▶ [Exercise prompt] Rewrite the text on New York City's food waste program from "Still, city officials" to "in an email.", putting "representative" in place of "spokesperson".

▶ [Text under study]
========
Queens resident Jack Bernatovicz using a “Smart Bin” at the corner of 34th Avenue and 24th Street in February.

But the bill’s supporters warn that the success of the program hinges on making sure the requirements are properly enforced.

The legislation, and Mayor Adam’s commitment to reaching the goal of Zero Waste in landfills by 2030, could be compromised if the city doesn’t pour enough resources into educating the public on the importance of compliance, or if it fails to invest in the infrastructure needed to process diverted food waste.

“It’s really going to be a test of our commitment to real climate action. And that’s going to take all of us New Yorkers here in the city and across the state to really hold our government’s feet to the fire on it,” Nurse said. 

Making it work

But the city doesn’t have the best track record when it comes to current recycling compliance. Last year, the non-profit Citizens Budget Commission said New York City’s recycling rates “continue to lag” behind other cities and that over the last decade, “the share of curbside waste that is recycled—increased just 1.6 percentage points, from 15.4 percent to 17 percent in fiscal year 2022.” 

Still, city officials are hopeful when it comes to food waste. “As we expand this program across the city and continue to educate New Yorkers on the ease and importance of composting, we expect to see more and more New Yorkers participate,” a spokesperson for the Department of Sanitation said in an email. 

Environmentalists warn, however, that without investing in a hefty educational program to get people on board, residents could fail to comply.

“The Department of Sanitation and advocates will have to do a lot of outreach and education, because this is a new program that a lot of people don’t know about,” said Alia Soomro, deputy director for New York City policy at the environmental group New York League of Conservation Voters. 

“Even I don’t remember all the details about what food scraps have to go in [the bin]. So there would have to be a lot of outreach in different languages,” Soomro added.

But keeping people informed isn’t the only hurdle when it comes to reaching the city’s Zero Waste goals. The five boroughs are currently home to four facilities that can process food waste for composting and anaerobic digestion, a process which breaks down organic matter to produce biogas.
========
▶ [Record excerpts]
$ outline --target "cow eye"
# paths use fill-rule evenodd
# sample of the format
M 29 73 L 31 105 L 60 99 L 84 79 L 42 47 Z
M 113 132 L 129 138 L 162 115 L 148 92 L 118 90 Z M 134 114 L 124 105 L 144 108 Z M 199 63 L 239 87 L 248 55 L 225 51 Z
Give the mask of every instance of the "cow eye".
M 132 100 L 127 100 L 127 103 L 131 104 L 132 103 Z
========
▶ [Solution to this task]
Still, city officials are hopeful when it comes to food waste. “As we expand this program across the city and continue to educate New Yorkers on the ease and importance of composting, we expect to see more and more New Yorkers participate,” a representative for the Department of Sanitation said in an email.